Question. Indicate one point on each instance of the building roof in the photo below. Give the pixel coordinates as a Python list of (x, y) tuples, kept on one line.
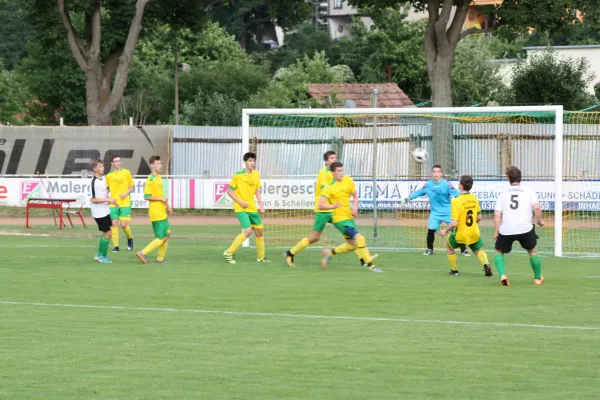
[(389, 95)]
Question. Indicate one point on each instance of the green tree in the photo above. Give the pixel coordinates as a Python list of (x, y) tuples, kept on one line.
[(288, 89), (53, 77), (249, 20), (306, 40), (102, 36), (12, 95), (213, 109), (14, 31), (392, 41), (475, 78), (210, 59), (445, 23), (550, 79)]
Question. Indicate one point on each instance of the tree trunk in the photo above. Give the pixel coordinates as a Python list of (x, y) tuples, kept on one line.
[(441, 37), (441, 96), (102, 96)]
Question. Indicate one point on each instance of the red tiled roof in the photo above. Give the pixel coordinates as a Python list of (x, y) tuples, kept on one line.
[(389, 95)]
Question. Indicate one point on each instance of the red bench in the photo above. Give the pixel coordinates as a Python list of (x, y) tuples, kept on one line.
[(55, 204)]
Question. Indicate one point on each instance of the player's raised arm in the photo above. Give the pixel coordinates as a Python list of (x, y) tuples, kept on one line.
[(452, 191), (537, 210)]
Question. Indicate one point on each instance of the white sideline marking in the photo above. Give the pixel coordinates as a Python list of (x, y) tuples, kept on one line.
[(308, 316)]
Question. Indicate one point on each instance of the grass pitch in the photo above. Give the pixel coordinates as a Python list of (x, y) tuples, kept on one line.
[(198, 328)]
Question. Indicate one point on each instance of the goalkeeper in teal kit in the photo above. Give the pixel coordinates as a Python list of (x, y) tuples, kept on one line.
[(439, 191)]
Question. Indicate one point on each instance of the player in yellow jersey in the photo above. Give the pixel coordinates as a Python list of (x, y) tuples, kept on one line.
[(120, 184), (322, 217), (244, 186), (336, 197), (465, 214), (157, 211)]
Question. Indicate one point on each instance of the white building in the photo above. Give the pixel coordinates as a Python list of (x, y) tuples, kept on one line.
[(339, 16)]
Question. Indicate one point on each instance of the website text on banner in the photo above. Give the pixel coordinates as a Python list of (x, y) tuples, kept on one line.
[(281, 194)]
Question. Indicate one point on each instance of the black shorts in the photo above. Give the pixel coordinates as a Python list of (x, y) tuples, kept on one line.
[(527, 240), (104, 223)]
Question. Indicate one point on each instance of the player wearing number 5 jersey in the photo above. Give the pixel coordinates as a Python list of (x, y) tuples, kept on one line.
[(465, 214), (512, 218)]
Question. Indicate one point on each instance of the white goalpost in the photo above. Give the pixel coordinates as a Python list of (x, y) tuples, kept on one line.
[(374, 144)]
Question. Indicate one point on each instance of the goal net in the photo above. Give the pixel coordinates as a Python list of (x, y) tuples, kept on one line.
[(375, 147)]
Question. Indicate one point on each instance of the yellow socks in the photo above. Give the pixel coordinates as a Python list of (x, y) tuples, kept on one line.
[(342, 248), (238, 242), (453, 261), (301, 245), (115, 235), (482, 257), (155, 244), (363, 250), (162, 250), (260, 247)]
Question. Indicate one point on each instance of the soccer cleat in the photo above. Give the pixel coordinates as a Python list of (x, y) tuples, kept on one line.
[(228, 257), (142, 257), (289, 258), (325, 258), (364, 264), (373, 268), (488, 270)]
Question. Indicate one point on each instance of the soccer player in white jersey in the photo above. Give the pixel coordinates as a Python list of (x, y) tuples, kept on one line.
[(100, 209), (512, 218)]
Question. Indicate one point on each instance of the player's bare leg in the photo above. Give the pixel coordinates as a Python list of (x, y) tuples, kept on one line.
[(536, 266), (452, 260), (482, 257), (128, 235)]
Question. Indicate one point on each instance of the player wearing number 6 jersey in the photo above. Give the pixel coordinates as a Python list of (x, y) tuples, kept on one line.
[(465, 214), (512, 218)]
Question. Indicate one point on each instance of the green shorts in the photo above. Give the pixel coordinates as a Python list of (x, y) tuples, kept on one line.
[(321, 220), (454, 244), (347, 227), (120, 213), (249, 220), (161, 228)]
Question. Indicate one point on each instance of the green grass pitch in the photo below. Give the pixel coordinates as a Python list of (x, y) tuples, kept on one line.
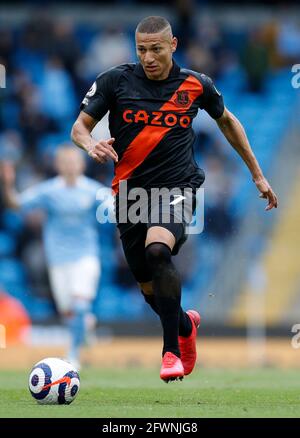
[(138, 392)]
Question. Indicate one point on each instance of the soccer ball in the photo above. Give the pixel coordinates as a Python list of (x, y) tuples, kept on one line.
[(54, 381)]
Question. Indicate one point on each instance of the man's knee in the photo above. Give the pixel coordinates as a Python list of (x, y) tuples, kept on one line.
[(157, 253)]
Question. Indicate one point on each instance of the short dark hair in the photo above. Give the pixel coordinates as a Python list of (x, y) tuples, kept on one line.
[(152, 24)]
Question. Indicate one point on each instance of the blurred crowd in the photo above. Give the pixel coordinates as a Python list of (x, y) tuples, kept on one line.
[(50, 65)]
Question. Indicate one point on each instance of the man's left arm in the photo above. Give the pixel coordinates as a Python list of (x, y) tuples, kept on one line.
[(236, 136)]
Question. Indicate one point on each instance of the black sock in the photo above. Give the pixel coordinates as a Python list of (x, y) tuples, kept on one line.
[(185, 325), (167, 292)]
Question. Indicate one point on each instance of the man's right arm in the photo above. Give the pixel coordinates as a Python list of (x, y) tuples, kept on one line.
[(100, 150), (95, 105)]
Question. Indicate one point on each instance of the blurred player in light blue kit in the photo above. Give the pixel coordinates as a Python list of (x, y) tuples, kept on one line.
[(70, 235)]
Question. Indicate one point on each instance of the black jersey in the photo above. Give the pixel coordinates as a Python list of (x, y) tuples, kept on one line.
[(151, 122)]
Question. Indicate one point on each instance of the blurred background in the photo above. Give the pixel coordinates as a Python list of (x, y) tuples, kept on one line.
[(243, 271)]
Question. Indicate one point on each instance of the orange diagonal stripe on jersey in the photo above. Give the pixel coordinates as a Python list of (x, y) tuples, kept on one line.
[(150, 136)]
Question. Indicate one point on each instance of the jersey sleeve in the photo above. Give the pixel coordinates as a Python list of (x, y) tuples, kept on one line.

- - - - - - -

### Written instruction
Reproduce the entries above without change, omitting all pictures.

### Result of this exercise
Question. Indicate one point on each instance of the building roof in the photo below. Give the pixel coordinates as a Python list of (x, y) tuples, kept on one line.
[(389, 95)]
Question. Indicate one point on each instance of the green tree in the photo above. Give the pixel coordinates as a Python list of (x, y) tuples, kept on one line.
[(288, 89), (53, 77), (249, 20), (306, 40), (102, 36), (12, 95), (213, 109), (14, 31), (392, 41), (475, 78), (210, 59), (445, 23), (550, 79)]
Question. Indicate one point on each instance of the tree trunk in the photo above. Give the pixel coordinates as a Python list of (x, y) tuples, kept on one line.
[(441, 37), (441, 96), (102, 96)]
Question. Indicate one point on each instance of the red tiled roof in the photo above. Give the pixel coordinates as a Python list of (x, y) tuples, kept on one line.
[(389, 95)]
Question. Indicate one point on each instance of the red bench in the photo above. Give the pixel coordinates as a Python list of (x, y) tuples, kept on one line.
[(55, 204)]
Question. Indicate one point on each instance of the player's raised arm in the photo above. Give the pixel coordinates as a Python list of (x, y) tuples, kept on one line.
[(452, 191), (537, 210)]
Question. Indicate one point on each instance of the white sideline marking in the photo above. Give the pixel coordinates as a Python list of (x, y) tuples, kept on one line.
[(308, 316)]
Question. Indicate one point on each instance of the grass pitch in the photo above. Give the pixel coordinates as a Python list of (x, y) tuples, kept on one line.
[(198, 328)]
Question. Indicate one point on each instance of the goalkeeper in teal kit in the photo above. Give the pixel coordinates as a Python list of (x, y) tuples, kept on one line.
[(439, 191)]
Question. Indicate one point on each instance of the player in yellow jersey in the photo above. Give the pixel coordinates as a Python list of (x, y) tuples, kept on one line.
[(120, 184), (322, 217), (244, 186), (336, 197), (465, 214), (157, 211)]
Question. Indicate one point on each instance of the white building in the photo above. Give the pixel coordinates as a Python list of (x, y) tuples, kept on one line.
[(339, 16)]
Question. Indicate one point on each instance of the website text on banner in the photo above. Give the pixel coordinates as a Python list of (x, y) tuples, kept on one line.
[(281, 194)]
Question. Indicate one point on each instance of the black shorts in the photo above. Give the pixel coordinates as a Python list of (x, y) tuples, kept on one line.
[(527, 240), (104, 223)]
Question. Indicate one point on each instance of the player wearing number 5 jersey in the photo above. Give the pixel coordinates as a Python list of (x, y) tuples, kept on one line.
[(465, 214), (512, 218)]
Question. Indicate one point on each instance of the white goalpost in the photo above. Give the pixel coordinates as a Python list of (x, y) tuples, kept on one line.
[(374, 144)]
Question. Indicate one point on each instance of the goal net in the photo above. Give the pixel coordinates as a Python list of (x, y) tuples, kept on one line.
[(375, 147)]
Question. Indicate one point on each instance of the yellow socks in the photo above. Give the pixel coordinates as a Python list of (x, y) tuples, kept on one line.
[(342, 248), (238, 242), (453, 261), (301, 245), (115, 235), (482, 257), (155, 244), (363, 250), (162, 250), (260, 247)]
Question. Indicate one point on each instance of the soccer cleat in the photo above. Give the pixel coordinates as a Python list of (x, y) tuples, kept on one line.
[(228, 257), (142, 257), (289, 258), (325, 258), (364, 264), (373, 268), (488, 270)]
Question. Indicate one point on each instance of the soccer player in white jersey in the photo above. Give the pixel coordinates as a Python list of (x, y) tuples, kept on one line.
[(100, 209), (512, 218)]
Question. Indicate one point on each instance of the player's bare leg in the photo above. Give the pixel coordinates as a Python list of (x, y) tuples, kept on one line.
[(536, 266), (452, 260), (482, 257), (128, 235)]
Question. Indicate one point on each instance of the player wearing number 6 jersey in the photo above. Give the pixel coordinates as a Python list of (x, y) tuples, kept on one line.
[(465, 214), (512, 218)]
Question. Indicate one point on each instance of the green shorts in the photo above. Give the pixel coordinates as a Python list of (x, y) tuples, kept on one line.
[(321, 220), (454, 244), (347, 227), (120, 213), (249, 220), (161, 228)]
Question. Indicate one point on each instance of the green grass pitch in the photo below. Give the pixel coordinates as a Python list of (x, y) tuples, kept on one line.
[(138, 392)]
Question. Indicate one point on each instance of the soccer ball in the photo above. Give the pixel coordinates as a Python list of (x, y) tuples, kept on one line.
[(54, 381)]
Question. Indicate one point on each instance of the man's knee in the photo above. Give the pixel coordinates as a Python list of (x, y) tuples, kept on one line.
[(157, 253)]
Question. Indicate one point on each instance of the short dark hair in the photo above. Give the pixel coordinates as a Python list of (x, y) tuples, kept on one line.
[(152, 24)]
Question. Indicate one point on each instance of the blurred crowd in the photo above. Give the pixel coordinates as a Python list of (x, y) tuples, kept on one line.
[(50, 65)]
Question. Indicate one point on each instance of the man's left arm in the photo above. Give the pixel coordinates as a Python list of (x, y) tuples, kept on one line.
[(236, 136)]
Question. Indicate one point on each instance of the black sock in the photo above. Give the pixel coordinates as a Python list of (x, y) tuples, kept on one line.
[(185, 325), (167, 292)]
Question. Indicate one point on each instance of the man's right arm in the photo above. Give the pixel coordinates as a Python list of (x, y) tuples, kept on one line.
[(100, 150), (95, 105)]
Question. Indicate one point on each instance of the blurred player in light blue kit in the photo above. Give the pixel coordinates as a Python list of (x, y) tuples, kept on one line.
[(70, 235)]
Question. Indicate one point on each instance of the black jersey in the photo above. Give the pixel coordinates as a Python list of (x, y) tuples, kept on one line.
[(151, 122)]
Question. Indicate one point on each instance of the blurred background in the photo above. Give the pixel coordinates as a Python list of (x, y) tuples, kept on one line.
[(243, 271)]
Question. Indicate one point on each instance of the orange diagonal stripe on jersey in the photo above. Give the pixel coordinates as a Python list of (x, y) tuples, kept on one line.
[(150, 136)]
Question. Indicate one point on each instance of the jersey sleeve in the photo above. Give the pixel coordinates as a Python list of (x, y) tuples, kept on one line.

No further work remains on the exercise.